:: Exercise brief ::
Update the lines of the material starting at the one containing "Trace the outline of every instance of the smiling" and ending at the one containing "265 383 L 244", replacing "holes" with "cutouts" and keeping everything else the same.
==== Listed records
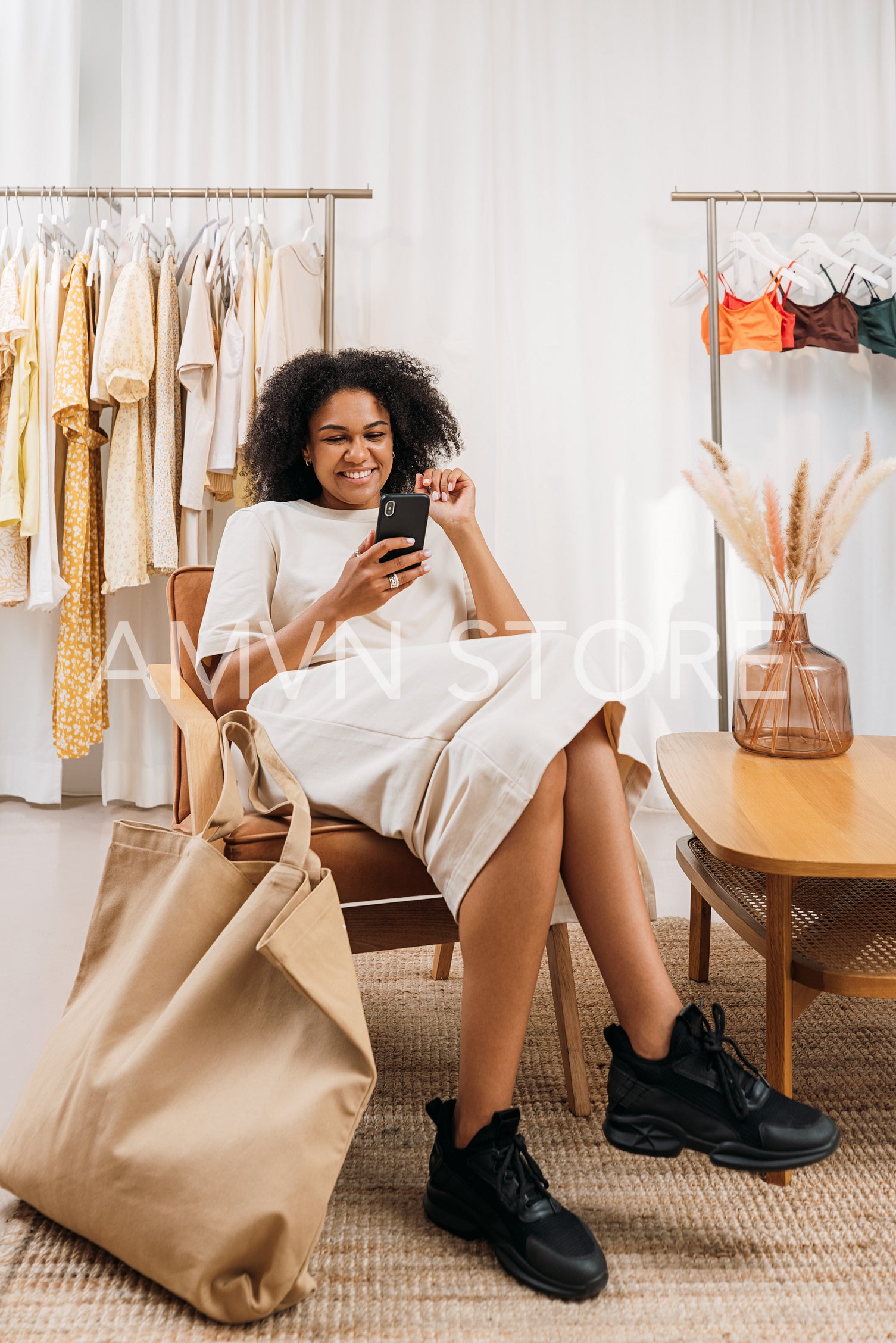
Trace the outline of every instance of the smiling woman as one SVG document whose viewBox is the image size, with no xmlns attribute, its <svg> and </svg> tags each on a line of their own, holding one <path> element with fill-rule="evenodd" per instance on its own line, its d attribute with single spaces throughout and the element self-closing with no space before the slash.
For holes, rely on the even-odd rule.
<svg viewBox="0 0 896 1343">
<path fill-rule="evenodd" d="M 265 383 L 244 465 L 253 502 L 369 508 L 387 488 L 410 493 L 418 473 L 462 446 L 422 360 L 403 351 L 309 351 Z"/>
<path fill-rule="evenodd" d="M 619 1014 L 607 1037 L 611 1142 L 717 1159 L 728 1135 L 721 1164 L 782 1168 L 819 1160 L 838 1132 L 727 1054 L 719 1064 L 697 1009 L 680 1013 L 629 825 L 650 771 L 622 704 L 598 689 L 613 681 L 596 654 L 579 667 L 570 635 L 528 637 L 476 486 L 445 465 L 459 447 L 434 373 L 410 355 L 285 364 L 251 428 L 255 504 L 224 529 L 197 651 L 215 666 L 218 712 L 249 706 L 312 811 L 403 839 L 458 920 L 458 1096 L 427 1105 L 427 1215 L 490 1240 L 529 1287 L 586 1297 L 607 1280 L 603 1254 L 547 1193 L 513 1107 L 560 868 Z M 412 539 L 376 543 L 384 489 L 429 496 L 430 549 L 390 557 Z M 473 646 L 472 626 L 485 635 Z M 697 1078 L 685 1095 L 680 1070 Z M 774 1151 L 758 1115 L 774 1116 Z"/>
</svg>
========
==== Listed records
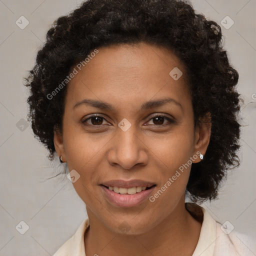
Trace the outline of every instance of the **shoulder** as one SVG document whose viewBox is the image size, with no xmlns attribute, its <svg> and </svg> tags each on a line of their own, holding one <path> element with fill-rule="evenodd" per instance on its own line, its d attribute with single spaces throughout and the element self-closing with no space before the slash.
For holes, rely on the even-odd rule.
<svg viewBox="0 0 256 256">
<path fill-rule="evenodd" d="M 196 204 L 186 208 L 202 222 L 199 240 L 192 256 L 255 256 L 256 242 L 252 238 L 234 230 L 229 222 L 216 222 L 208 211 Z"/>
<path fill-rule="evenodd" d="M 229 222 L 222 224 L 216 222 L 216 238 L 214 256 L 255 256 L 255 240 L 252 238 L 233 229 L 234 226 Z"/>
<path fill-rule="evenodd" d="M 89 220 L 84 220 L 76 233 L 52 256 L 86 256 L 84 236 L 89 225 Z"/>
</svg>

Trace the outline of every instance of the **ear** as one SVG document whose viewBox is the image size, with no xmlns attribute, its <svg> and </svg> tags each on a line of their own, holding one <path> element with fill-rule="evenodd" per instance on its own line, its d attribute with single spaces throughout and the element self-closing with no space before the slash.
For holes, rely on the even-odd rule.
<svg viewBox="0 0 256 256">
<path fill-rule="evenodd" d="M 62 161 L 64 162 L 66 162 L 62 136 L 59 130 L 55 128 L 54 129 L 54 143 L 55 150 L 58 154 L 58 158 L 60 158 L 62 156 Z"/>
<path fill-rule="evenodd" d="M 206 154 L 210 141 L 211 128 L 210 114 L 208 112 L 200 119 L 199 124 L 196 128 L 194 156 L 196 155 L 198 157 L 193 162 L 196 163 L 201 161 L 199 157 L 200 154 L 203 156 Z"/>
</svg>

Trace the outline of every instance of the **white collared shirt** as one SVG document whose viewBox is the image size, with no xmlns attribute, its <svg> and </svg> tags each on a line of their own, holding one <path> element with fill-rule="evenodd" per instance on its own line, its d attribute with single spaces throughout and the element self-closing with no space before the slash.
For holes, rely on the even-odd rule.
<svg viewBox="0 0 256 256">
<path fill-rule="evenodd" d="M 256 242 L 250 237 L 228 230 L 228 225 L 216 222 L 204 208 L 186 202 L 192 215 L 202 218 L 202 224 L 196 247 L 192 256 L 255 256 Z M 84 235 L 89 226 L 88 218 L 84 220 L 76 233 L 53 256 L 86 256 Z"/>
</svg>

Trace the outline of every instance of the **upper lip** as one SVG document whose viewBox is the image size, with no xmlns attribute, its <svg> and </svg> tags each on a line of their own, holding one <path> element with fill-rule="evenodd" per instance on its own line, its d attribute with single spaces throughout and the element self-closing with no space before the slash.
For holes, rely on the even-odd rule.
========
==== Listed records
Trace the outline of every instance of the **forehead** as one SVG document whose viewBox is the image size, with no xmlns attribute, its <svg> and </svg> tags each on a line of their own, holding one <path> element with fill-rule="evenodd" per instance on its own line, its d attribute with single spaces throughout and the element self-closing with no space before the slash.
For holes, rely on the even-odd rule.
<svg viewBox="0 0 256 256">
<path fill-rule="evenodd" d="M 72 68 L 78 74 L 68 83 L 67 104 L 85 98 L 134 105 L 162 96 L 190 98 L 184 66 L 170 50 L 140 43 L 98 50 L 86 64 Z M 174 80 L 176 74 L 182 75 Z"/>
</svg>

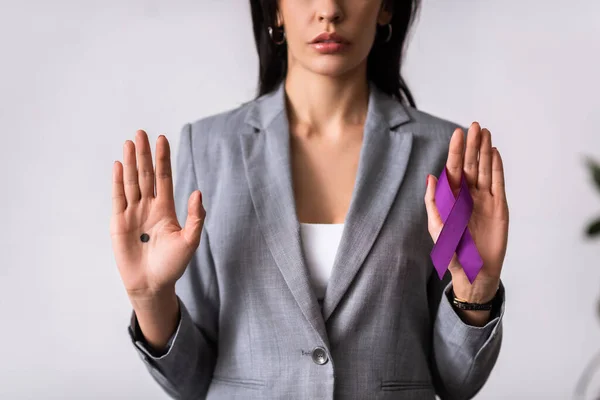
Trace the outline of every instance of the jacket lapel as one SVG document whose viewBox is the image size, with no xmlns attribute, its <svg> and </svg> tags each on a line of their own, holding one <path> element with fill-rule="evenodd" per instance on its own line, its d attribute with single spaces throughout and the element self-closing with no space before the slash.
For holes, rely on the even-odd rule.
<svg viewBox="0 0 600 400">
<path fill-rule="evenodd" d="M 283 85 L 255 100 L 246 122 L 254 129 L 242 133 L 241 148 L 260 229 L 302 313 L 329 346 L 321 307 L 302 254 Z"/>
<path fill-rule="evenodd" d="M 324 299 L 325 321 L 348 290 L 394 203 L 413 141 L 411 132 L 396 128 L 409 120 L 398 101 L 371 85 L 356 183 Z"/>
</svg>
========
:: Response for this exercise ::
Trace the outline of every instance of the smiling woman as one SVG document whose viewBox is the image size, with no xmlns attribute, its <svg> and </svg> tags each on a line of their own, holding one <path> element with fill-rule="evenodd" per instance on its own line, its d attribute with single spaces throughout and the element self-closing with no space before the slash.
For cutouts, rely on the even-odd rule.
<svg viewBox="0 0 896 1343">
<path fill-rule="evenodd" d="M 265 383 L 244 465 L 253 502 L 369 508 L 387 488 L 410 493 L 418 473 L 462 446 L 422 360 L 403 351 L 309 351 Z"/>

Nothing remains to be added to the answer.